Entradas de etiquetado de regiones de imagen:
────────────────────────────────────────

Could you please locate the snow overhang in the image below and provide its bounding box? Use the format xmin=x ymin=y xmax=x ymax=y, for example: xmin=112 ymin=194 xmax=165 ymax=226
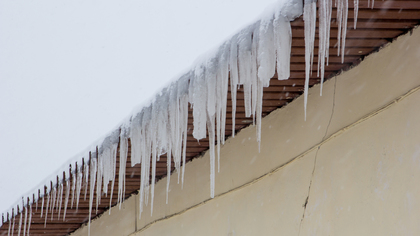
xmin=0 ymin=0 xmax=420 ymax=235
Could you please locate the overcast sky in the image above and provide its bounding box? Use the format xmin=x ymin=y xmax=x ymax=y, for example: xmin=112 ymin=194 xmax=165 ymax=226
xmin=0 ymin=0 xmax=284 ymax=212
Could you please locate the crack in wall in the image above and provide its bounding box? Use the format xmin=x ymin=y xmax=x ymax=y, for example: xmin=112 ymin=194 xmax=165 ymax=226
xmin=298 ymin=76 xmax=337 ymax=236
xmin=129 ymin=77 xmax=420 ymax=236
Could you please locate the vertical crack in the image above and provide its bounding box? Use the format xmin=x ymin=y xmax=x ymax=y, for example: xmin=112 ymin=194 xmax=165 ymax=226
xmin=298 ymin=77 xmax=337 ymax=235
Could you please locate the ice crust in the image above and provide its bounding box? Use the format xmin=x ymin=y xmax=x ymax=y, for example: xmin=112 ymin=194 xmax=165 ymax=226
xmin=2 ymin=0 xmax=360 ymax=235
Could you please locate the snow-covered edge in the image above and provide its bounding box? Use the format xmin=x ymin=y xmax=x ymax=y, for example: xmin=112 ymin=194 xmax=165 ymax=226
xmin=0 ymin=0 xmax=362 ymax=235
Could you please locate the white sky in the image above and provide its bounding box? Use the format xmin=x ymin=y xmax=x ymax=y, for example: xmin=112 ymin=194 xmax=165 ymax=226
xmin=0 ymin=0 xmax=282 ymax=212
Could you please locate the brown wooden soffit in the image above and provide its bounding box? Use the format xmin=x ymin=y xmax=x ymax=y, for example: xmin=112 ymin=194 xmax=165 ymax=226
xmin=0 ymin=0 xmax=420 ymax=236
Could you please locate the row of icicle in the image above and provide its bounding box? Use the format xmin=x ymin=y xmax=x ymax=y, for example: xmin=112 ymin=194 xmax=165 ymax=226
xmin=3 ymin=0 xmax=360 ymax=236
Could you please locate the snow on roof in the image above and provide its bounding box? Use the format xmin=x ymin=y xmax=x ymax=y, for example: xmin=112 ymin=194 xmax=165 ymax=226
xmin=0 ymin=0 xmax=364 ymax=232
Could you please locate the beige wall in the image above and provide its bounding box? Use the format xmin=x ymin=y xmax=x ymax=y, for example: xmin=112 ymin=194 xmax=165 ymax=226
xmin=70 ymin=25 xmax=420 ymax=236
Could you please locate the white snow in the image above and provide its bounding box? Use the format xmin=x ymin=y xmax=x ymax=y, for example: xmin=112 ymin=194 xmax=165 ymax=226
xmin=0 ymin=0 xmax=358 ymax=235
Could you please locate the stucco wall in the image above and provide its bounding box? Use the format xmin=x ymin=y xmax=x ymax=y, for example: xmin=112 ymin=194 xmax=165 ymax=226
xmin=70 ymin=26 xmax=420 ymax=236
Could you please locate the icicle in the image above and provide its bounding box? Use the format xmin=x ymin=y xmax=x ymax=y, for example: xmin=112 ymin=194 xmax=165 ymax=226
xmin=44 ymin=192 xmax=50 ymax=228
xmin=341 ymin=0 xmax=349 ymax=63
xmin=109 ymin=140 xmax=118 ymax=215
xmin=63 ymin=179 xmax=70 ymax=221
xmin=177 ymin=74 xmax=190 ymax=188
xmin=41 ymin=195 xmax=45 ymax=218
xmin=337 ymin=0 xmax=350 ymax=63
xmin=50 ymin=186 xmax=58 ymax=220
xmin=253 ymin=16 xmax=276 ymax=87
xmin=303 ymin=0 xmax=316 ymax=120
xmin=238 ymin=30 xmax=252 ymax=117
xmin=318 ymin=0 xmax=332 ymax=96
xmin=12 ymin=217 xmax=16 ymax=236
xmin=190 ymin=66 xmax=207 ymax=140
xmin=83 ymin=159 xmax=89 ymax=201
xmin=32 ymin=192 xmax=41 ymax=211
xmin=18 ymin=207 xmax=23 ymax=236
xmin=207 ymin=113 xmax=215 ymax=198
xmin=130 ymin=113 xmax=142 ymax=167
xmin=27 ymin=205 xmax=32 ymax=236
xmin=273 ymin=12 xmax=292 ymax=80
xmin=23 ymin=207 xmax=28 ymax=236
xmin=117 ymin=127 xmax=128 ymax=209
xmin=250 ymin=23 xmax=258 ymax=125
xmin=139 ymin=105 xmax=152 ymax=218
xmin=218 ymin=44 xmax=230 ymax=148
xmin=88 ymin=152 xmax=98 ymax=236
xmin=95 ymin=155 xmax=104 ymax=214
xmin=229 ymin=36 xmax=239 ymax=137
xmin=7 ymin=213 xmax=12 ymax=236
xmin=57 ymin=184 xmax=63 ymax=220
xmin=74 ymin=165 xmax=82 ymax=211
xmin=71 ymin=165 xmax=79 ymax=209
xmin=353 ymin=0 xmax=359 ymax=29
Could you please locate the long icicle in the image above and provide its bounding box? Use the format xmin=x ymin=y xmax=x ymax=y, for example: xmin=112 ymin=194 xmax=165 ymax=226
xmin=303 ymin=0 xmax=316 ymax=120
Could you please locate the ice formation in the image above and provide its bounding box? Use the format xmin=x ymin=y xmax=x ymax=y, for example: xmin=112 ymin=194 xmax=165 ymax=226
xmin=0 ymin=0 xmax=360 ymax=235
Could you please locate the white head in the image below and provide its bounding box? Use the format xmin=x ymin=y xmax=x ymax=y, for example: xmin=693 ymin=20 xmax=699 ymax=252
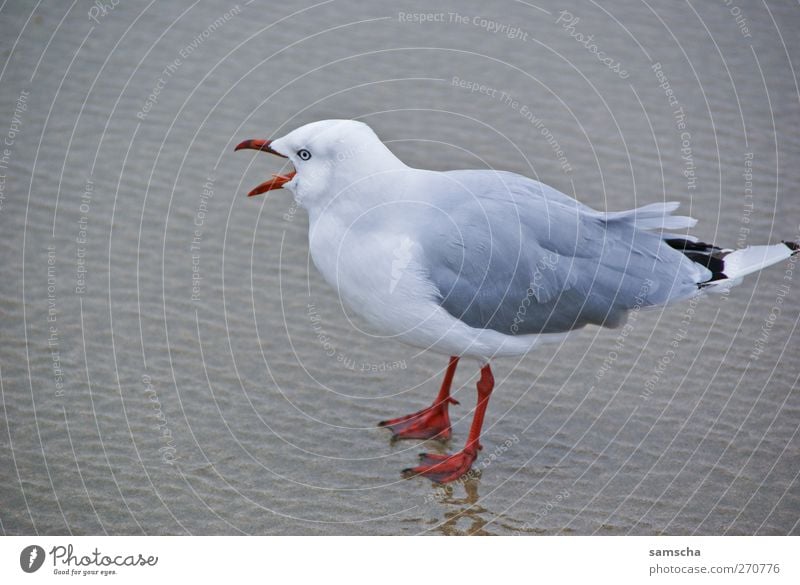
xmin=236 ymin=120 xmax=406 ymax=208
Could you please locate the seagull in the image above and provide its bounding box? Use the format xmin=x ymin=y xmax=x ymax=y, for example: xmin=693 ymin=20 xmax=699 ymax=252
xmin=236 ymin=120 xmax=800 ymax=483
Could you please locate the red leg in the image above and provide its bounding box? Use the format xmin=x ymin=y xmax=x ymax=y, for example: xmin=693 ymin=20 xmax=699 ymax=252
xmin=378 ymin=356 xmax=458 ymax=440
xmin=403 ymin=364 xmax=494 ymax=483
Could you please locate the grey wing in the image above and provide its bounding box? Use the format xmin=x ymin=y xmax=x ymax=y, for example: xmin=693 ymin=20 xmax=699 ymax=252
xmin=421 ymin=171 xmax=705 ymax=335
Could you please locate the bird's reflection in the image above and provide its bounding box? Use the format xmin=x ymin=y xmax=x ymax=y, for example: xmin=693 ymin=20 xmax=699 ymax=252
xmin=422 ymin=470 xmax=495 ymax=536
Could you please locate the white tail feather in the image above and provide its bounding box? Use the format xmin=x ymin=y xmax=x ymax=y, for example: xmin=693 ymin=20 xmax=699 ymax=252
xmin=603 ymin=201 xmax=697 ymax=237
xmin=724 ymin=244 xmax=793 ymax=279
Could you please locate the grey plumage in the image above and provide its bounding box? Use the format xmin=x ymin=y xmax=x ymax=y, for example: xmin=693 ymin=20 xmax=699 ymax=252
xmin=418 ymin=171 xmax=711 ymax=335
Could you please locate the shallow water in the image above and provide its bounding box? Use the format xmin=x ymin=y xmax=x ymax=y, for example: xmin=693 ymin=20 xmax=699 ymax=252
xmin=0 ymin=0 xmax=800 ymax=534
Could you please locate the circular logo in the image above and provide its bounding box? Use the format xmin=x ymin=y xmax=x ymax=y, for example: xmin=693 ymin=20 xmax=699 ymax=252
xmin=19 ymin=544 xmax=44 ymax=573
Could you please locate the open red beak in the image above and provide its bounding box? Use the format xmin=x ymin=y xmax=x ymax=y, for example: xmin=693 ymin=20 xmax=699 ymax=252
xmin=234 ymin=140 xmax=296 ymax=197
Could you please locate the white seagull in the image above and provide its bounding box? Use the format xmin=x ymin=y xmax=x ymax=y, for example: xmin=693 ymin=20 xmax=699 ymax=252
xmin=236 ymin=120 xmax=798 ymax=483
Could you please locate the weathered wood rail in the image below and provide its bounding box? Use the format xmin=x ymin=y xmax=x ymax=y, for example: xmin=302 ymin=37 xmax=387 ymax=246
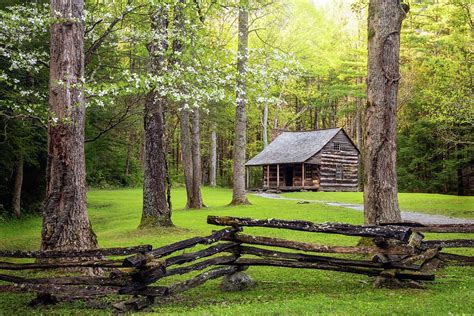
xmin=0 ymin=216 xmax=474 ymax=310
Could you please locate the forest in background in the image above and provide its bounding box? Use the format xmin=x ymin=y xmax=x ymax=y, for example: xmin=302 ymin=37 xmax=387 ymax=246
xmin=0 ymin=0 xmax=474 ymax=214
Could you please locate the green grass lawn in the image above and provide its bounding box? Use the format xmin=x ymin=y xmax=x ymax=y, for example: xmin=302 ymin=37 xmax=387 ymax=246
xmin=0 ymin=188 xmax=474 ymax=315
xmin=283 ymin=192 xmax=474 ymax=218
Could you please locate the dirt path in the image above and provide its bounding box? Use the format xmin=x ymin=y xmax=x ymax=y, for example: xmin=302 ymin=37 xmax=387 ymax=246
xmin=254 ymin=193 xmax=474 ymax=224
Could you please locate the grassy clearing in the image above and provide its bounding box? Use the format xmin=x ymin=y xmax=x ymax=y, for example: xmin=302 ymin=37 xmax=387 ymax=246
xmin=0 ymin=188 xmax=474 ymax=315
xmin=283 ymin=192 xmax=474 ymax=218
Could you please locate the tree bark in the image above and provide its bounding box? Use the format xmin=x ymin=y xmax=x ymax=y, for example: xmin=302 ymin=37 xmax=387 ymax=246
xmin=189 ymin=109 xmax=203 ymax=209
xmin=124 ymin=132 xmax=133 ymax=179
xmin=363 ymin=0 xmax=408 ymax=224
xmin=179 ymin=108 xmax=195 ymax=208
xmin=210 ymin=127 xmax=217 ymax=187
xmin=41 ymin=0 xmax=97 ymax=250
xmin=262 ymin=104 xmax=268 ymax=148
xmin=356 ymin=78 xmax=364 ymax=192
xmin=140 ymin=8 xmax=173 ymax=228
xmin=12 ymin=155 xmax=23 ymax=218
xmin=231 ymin=0 xmax=249 ymax=205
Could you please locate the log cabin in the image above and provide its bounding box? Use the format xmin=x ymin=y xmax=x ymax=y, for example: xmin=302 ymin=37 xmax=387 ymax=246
xmin=245 ymin=128 xmax=360 ymax=191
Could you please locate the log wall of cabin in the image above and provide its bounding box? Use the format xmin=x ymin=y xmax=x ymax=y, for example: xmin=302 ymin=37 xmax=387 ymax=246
xmin=262 ymin=164 xmax=320 ymax=189
xmin=308 ymin=131 xmax=359 ymax=191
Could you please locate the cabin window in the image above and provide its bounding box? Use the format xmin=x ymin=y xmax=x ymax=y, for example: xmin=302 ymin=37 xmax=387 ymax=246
xmin=336 ymin=165 xmax=343 ymax=180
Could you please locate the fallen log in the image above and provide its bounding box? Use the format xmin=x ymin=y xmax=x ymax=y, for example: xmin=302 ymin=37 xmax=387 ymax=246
xmin=207 ymin=216 xmax=411 ymax=241
xmin=240 ymin=246 xmax=420 ymax=270
xmin=224 ymin=258 xmax=434 ymax=280
xmin=0 ymin=260 xmax=122 ymax=270
xmin=0 ymin=245 xmax=153 ymax=258
xmin=421 ymin=239 xmax=474 ymax=249
xmin=169 ymin=266 xmax=239 ymax=295
xmin=123 ymin=227 xmax=242 ymax=267
xmin=225 ymin=234 xmax=414 ymax=255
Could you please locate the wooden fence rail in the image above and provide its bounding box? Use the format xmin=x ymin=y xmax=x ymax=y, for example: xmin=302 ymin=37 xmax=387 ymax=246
xmin=0 ymin=216 xmax=474 ymax=310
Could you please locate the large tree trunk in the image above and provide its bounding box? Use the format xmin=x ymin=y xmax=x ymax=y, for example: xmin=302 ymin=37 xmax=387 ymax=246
xmin=41 ymin=0 xmax=97 ymax=250
xmin=189 ymin=109 xmax=203 ymax=208
xmin=363 ymin=0 xmax=407 ymax=224
xmin=140 ymin=91 xmax=173 ymax=228
xmin=12 ymin=156 xmax=23 ymax=218
xmin=140 ymin=8 xmax=173 ymax=228
xmin=231 ymin=0 xmax=249 ymax=205
xmin=209 ymin=127 xmax=217 ymax=187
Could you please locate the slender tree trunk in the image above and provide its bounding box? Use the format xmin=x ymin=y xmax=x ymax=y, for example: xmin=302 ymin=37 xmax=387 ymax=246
xmin=140 ymin=8 xmax=173 ymax=228
xmin=179 ymin=108 xmax=195 ymax=208
xmin=12 ymin=156 xmax=23 ymax=218
xmin=313 ymin=107 xmax=321 ymax=129
xmin=124 ymin=132 xmax=133 ymax=181
xmin=356 ymin=91 xmax=364 ymax=192
xmin=209 ymin=126 xmax=217 ymax=187
xmin=41 ymin=0 xmax=97 ymax=250
xmin=363 ymin=0 xmax=408 ymax=224
xmin=262 ymin=102 xmax=268 ymax=148
xmin=231 ymin=0 xmax=249 ymax=205
xmin=262 ymin=56 xmax=268 ymax=148
xmin=190 ymin=109 xmax=203 ymax=208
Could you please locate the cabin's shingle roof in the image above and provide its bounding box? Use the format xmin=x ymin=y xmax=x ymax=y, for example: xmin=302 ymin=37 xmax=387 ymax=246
xmin=245 ymin=128 xmax=341 ymax=166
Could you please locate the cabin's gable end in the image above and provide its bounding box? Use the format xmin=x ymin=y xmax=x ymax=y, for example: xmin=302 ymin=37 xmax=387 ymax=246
xmin=318 ymin=129 xmax=359 ymax=191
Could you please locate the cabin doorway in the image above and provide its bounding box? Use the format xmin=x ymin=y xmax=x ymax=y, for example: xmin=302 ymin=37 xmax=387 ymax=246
xmin=285 ymin=166 xmax=294 ymax=187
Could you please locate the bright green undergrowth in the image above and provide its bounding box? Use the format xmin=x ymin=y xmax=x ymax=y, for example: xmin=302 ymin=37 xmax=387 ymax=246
xmin=283 ymin=192 xmax=474 ymax=218
xmin=0 ymin=188 xmax=474 ymax=315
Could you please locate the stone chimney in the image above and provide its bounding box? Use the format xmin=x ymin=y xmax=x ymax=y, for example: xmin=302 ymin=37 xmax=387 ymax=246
xmin=271 ymin=128 xmax=288 ymax=141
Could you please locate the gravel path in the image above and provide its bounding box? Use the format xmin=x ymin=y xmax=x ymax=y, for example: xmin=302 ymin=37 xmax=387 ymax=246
xmin=254 ymin=193 xmax=474 ymax=224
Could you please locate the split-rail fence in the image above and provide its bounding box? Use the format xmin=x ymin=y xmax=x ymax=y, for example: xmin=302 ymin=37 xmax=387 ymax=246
xmin=0 ymin=216 xmax=474 ymax=310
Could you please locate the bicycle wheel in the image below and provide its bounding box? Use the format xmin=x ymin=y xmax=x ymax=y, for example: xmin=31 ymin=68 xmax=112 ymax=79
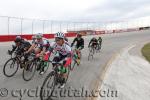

────────────────────────────────────────

Tarea a realizar -
Sustituye "tree bark" por "tree trunk" en las entradas que van de la línea con "Could you please locate the green" a la línea con "xmin=245 ymin=128 xmax=360 ymax=191". Reescribe solo esas líneas, sin ningún otro cambio.

Respuesta -
Could you please locate the green grass lawn in the image above and provide its bounding box? Use the format xmin=x ymin=y xmax=x ymax=y, for example: xmin=302 ymin=37 xmax=387 ymax=246
xmin=0 ymin=188 xmax=474 ymax=315
xmin=283 ymin=192 xmax=474 ymax=218
Could you please locate the dirt path in the image above and provide its bounding box? Use the format xmin=x ymin=y xmax=x ymax=y, for example: xmin=302 ymin=37 xmax=387 ymax=246
xmin=254 ymin=193 xmax=474 ymax=224
Could you please locate the grassy clearing in the image above and provide its bounding box? Use the format xmin=x ymin=y xmax=x ymax=y, for example: xmin=302 ymin=37 xmax=387 ymax=246
xmin=0 ymin=188 xmax=474 ymax=315
xmin=283 ymin=192 xmax=474 ymax=218
Could you please locate the tree trunk in the image above and provide its bounding box? Use the format xmin=x ymin=y xmax=x ymax=y, for example: xmin=302 ymin=37 xmax=387 ymax=246
xmin=189 ymin=109 xmax=203 ymax=209
xmin=124 ymin=132 xmax=133 ymax=179
xmin=363 ymin=0 xmax=408 ymax=224
xmin=179 ymin=108 xmax=195 ymax=208
xmin=210 ymin=127 xmax=217 ymax=187
xmin=41 ymin=0 xmax=97 ymax=250
xmin=262 ymin=104 xmax=268 ymax=148
xmin=356 ymin=78 xmax=364 ymax=192
xmin=140 ymin=8 xmax=173 ymax=228
xmin=12 ymin=155 xmax=23 ymax=218
xmin=231 ymin=0 xmax=249 ymax=205
Could you please locate the log cabin in the image above and provide its bounding box? Use the format xmin=x ymin=y xmax=x ymax=y, for example: xmin=302 ymin=37 xmax=387 ymax=246
xmin=245 ymin=128 xmax=360 ymax=191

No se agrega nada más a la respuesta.